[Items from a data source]
================================
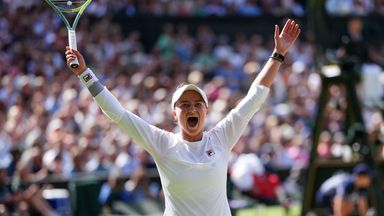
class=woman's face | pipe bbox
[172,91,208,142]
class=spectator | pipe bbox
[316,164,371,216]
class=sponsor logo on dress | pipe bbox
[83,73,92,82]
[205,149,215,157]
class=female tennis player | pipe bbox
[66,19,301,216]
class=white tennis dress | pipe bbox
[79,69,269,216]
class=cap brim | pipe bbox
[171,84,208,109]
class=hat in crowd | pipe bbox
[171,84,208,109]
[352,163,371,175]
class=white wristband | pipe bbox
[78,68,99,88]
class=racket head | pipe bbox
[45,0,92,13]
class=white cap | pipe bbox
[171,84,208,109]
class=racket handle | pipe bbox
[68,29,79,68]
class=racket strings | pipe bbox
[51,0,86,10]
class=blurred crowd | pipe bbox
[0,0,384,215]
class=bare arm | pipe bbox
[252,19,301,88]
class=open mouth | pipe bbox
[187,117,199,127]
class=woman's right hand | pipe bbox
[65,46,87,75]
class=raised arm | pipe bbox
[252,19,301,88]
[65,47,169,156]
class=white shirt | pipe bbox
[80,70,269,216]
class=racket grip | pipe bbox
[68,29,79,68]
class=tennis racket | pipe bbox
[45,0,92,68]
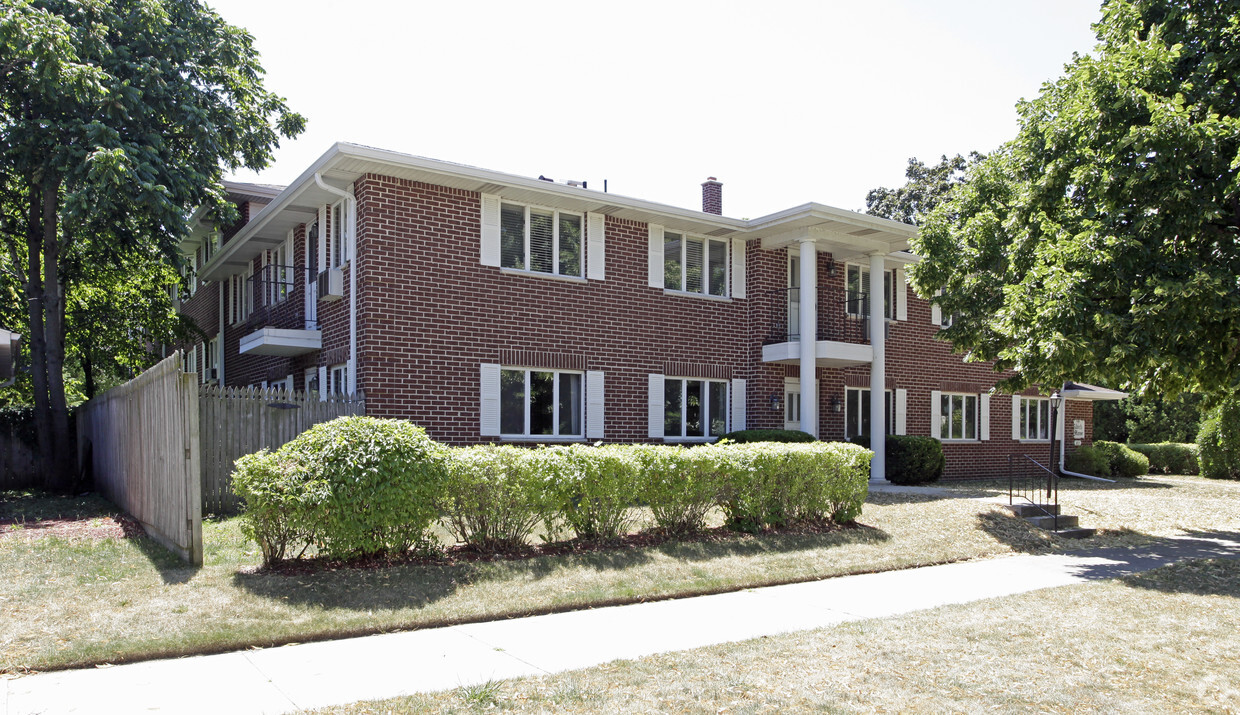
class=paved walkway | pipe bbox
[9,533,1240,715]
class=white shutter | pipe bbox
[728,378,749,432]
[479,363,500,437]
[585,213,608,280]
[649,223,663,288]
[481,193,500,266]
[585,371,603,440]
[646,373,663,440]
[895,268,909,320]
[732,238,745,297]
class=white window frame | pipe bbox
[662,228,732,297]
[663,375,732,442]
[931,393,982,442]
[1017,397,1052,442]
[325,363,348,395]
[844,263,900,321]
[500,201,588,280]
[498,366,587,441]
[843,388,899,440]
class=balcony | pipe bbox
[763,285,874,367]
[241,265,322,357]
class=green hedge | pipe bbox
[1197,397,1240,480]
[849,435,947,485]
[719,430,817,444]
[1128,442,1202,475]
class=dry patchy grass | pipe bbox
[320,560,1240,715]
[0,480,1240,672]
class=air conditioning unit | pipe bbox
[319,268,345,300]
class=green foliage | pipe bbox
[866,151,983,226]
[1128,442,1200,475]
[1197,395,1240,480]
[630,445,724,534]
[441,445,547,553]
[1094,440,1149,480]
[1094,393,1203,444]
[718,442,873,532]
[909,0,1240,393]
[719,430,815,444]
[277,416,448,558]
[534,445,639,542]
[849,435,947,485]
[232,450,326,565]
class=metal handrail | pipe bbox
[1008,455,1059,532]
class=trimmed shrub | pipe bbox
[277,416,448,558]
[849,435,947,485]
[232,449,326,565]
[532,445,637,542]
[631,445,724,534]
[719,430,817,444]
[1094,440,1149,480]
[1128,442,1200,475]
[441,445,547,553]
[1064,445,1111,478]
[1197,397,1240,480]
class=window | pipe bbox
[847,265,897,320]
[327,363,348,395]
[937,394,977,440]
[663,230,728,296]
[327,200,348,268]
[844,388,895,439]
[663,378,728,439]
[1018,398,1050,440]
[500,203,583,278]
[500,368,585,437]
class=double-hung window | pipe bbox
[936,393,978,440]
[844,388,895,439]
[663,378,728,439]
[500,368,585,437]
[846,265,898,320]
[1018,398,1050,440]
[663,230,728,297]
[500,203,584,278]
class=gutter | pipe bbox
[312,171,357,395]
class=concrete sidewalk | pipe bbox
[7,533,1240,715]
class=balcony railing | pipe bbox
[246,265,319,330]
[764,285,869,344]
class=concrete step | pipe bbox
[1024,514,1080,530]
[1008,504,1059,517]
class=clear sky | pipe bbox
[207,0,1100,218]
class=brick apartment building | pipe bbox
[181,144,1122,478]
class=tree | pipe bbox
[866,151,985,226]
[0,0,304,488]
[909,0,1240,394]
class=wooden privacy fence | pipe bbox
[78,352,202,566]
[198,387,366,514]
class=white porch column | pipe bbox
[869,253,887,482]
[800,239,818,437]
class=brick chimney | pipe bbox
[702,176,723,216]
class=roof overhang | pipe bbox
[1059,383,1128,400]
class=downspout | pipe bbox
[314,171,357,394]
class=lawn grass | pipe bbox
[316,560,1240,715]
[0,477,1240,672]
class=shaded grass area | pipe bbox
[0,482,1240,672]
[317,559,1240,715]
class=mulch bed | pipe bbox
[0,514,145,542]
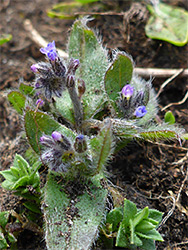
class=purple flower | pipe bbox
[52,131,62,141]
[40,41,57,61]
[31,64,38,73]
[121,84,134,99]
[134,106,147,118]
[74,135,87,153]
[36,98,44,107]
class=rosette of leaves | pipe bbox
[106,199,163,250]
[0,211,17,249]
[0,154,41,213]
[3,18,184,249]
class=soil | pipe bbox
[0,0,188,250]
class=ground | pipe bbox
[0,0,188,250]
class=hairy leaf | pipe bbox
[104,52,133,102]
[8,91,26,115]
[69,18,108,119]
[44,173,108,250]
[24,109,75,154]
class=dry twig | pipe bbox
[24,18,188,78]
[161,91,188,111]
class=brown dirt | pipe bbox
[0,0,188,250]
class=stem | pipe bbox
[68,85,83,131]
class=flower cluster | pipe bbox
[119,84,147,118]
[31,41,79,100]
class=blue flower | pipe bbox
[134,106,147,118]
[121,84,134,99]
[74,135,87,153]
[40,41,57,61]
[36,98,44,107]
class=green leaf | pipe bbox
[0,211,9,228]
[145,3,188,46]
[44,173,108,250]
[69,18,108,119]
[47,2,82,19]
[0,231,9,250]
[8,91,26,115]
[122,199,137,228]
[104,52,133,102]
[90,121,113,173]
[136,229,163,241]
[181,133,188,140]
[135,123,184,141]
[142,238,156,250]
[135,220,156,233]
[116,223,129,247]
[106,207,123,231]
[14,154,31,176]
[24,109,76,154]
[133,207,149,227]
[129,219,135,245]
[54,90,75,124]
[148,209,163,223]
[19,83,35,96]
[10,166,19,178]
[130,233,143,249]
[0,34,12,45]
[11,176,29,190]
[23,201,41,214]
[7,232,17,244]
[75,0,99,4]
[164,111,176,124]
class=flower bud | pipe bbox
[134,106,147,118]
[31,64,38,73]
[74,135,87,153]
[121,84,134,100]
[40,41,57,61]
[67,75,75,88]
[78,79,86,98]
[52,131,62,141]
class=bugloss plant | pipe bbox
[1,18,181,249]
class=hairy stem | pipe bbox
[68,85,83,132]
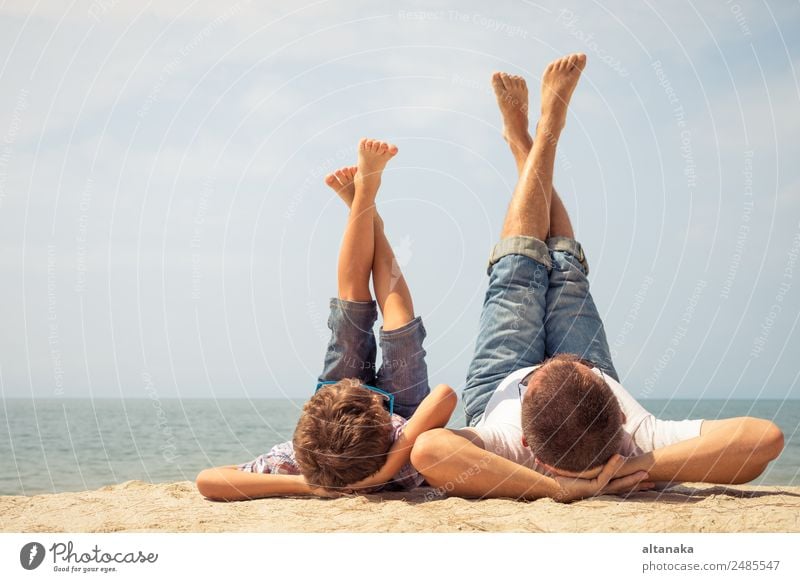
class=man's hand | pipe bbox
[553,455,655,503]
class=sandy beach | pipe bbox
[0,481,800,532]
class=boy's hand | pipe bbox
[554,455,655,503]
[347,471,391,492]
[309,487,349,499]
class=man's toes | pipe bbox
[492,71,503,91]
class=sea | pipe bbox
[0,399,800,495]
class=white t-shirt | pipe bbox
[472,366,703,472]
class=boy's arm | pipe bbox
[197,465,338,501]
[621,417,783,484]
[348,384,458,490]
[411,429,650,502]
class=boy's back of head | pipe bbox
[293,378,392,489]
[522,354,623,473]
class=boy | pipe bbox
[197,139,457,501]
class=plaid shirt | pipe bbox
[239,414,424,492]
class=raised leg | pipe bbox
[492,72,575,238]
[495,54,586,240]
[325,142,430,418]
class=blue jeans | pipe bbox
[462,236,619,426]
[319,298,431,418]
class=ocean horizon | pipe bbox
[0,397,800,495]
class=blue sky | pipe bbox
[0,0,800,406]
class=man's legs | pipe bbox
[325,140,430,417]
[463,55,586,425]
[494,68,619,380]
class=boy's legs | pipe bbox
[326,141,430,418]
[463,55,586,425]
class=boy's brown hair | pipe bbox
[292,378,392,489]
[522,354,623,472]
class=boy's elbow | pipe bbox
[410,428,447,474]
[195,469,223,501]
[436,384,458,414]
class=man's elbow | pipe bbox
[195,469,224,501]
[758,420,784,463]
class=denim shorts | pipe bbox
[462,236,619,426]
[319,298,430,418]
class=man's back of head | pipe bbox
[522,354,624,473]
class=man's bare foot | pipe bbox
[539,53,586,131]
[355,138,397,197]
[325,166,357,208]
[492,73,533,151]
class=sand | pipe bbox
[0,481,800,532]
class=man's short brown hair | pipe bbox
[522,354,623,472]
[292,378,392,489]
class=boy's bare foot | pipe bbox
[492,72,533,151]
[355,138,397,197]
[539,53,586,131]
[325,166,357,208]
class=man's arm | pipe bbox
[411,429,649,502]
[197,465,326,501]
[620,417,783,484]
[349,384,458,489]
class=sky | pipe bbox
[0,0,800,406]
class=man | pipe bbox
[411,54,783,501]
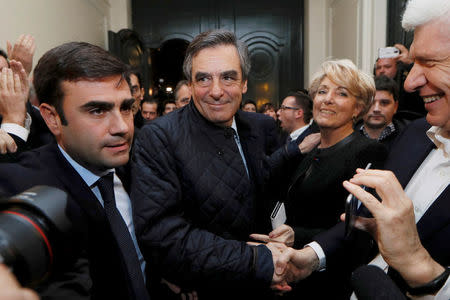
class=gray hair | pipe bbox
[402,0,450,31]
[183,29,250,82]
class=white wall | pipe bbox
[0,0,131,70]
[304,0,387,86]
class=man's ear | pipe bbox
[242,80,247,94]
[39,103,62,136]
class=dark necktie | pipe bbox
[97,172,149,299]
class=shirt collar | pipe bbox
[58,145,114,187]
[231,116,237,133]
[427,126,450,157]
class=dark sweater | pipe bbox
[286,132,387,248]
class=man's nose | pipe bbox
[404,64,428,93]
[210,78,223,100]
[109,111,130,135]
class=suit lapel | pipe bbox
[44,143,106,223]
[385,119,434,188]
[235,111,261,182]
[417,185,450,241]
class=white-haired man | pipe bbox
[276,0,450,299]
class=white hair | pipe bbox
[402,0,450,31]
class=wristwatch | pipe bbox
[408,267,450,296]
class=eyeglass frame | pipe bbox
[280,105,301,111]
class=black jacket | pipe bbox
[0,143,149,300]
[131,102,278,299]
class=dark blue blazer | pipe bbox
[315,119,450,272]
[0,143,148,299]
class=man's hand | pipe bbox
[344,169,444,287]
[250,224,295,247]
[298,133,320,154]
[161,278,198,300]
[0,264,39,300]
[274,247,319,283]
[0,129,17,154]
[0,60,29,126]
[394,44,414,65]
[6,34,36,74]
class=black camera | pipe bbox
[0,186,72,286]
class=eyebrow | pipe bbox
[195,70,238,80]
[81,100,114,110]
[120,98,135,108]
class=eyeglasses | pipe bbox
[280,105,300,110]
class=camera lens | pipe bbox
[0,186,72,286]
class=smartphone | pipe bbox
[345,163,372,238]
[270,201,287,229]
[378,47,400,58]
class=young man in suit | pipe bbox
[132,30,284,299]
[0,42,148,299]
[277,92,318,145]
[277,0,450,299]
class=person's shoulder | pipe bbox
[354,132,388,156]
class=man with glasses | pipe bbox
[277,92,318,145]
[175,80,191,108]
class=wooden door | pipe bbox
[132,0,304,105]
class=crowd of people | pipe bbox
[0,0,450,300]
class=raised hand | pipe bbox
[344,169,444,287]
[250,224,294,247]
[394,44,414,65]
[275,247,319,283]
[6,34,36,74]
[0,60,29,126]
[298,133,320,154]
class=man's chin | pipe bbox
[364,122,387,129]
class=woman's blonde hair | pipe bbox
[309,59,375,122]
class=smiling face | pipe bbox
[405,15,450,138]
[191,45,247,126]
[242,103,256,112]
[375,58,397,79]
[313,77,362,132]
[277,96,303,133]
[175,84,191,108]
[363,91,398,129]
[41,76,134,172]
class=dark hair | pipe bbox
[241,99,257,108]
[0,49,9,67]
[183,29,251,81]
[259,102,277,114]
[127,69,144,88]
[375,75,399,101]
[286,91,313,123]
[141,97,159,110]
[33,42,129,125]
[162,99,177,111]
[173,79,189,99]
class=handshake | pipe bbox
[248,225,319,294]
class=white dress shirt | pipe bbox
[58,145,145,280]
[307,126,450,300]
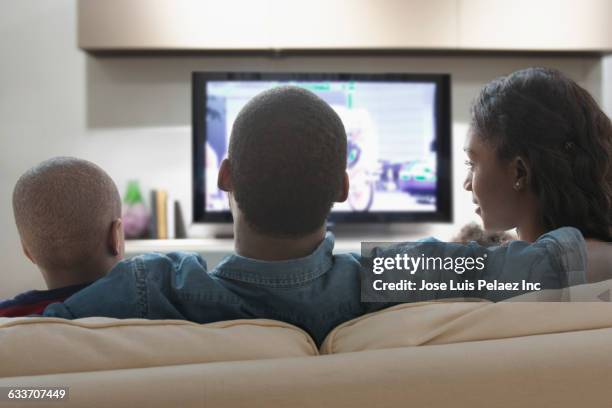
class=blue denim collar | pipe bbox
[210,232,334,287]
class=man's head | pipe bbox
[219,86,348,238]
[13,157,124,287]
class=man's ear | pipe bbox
================================
**Goal**
Please recast the stretch from the line containing "class=blue sky | pipe bbox" through the line containing "[349,384,458,489]" as a numbered list, leaving out any blank lines.

**Full answer**
1. class=blue sky | pipe bbox
2. [0,0,800,406]
3. class=man's legs | pipe bbox
4. [325,140,430,417]
5. [463,55,586,425]
6. [494,68,619,380]
7. class=boy's legs | pipe bbox
8. [326,141,430,418]
9. [463,55,586,425]
10. class=boy's brown hair | pipe bbox
11. [292,378,392,489]
12. [522,354,623,472]
13. class=boy's elbow | pipe bbox
14. [410,428,447,474]
15. [195,469,223,501]
16. [436,384,458,414]
17. class=man's elbow | pipe bbox
18. [195,469,224,501]
19. [758,420,784,463]
20. class=denim shorts | pipe bbox
21. [462,236,619,426]
22. [319,298,430,418]
23. class=man's back of head | pipe bbox
24. [522,354,624,473]
25. class=man's bare foot | pipe bbox
26. [539,53,586,131]
27. [355,138,397,197]
28. [325,166,357,208]
29. [492,73,533,151]
30. class=sand | pipe bbox
31. [0,481,800,532]
32. class=man's short brown hair | pipe bbox
33. [522,354,623,472]
34. [292,378,392,489]
35. class=boy's bare foot | pipe bbox
36. [492,72,533,151]
37. [355,138,397,197]
38. [539,53,586,131]
39. [325,166,357,208]
40. class=man's arm | pipe bbox
41. [411,429,649,502]
42. [197,465,326,501]
43. [620,417,783,484]
44. [349,384,458,489]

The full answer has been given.